### [EXERCISE GOAL]
Produce the records again in full, exactly as shown below.

____

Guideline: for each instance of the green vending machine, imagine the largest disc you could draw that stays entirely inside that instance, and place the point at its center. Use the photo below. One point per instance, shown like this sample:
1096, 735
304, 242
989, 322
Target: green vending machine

____

### [TASK RESULT]
Guideline: for each instance of the green vending machine, imagine the largest disc you could draw that stays entirely inside that instance, and place the point at its center. Use the photo below. One point per instance, shown like this sample:
1096, 735
304, 242
989, 322
Target: green vending machine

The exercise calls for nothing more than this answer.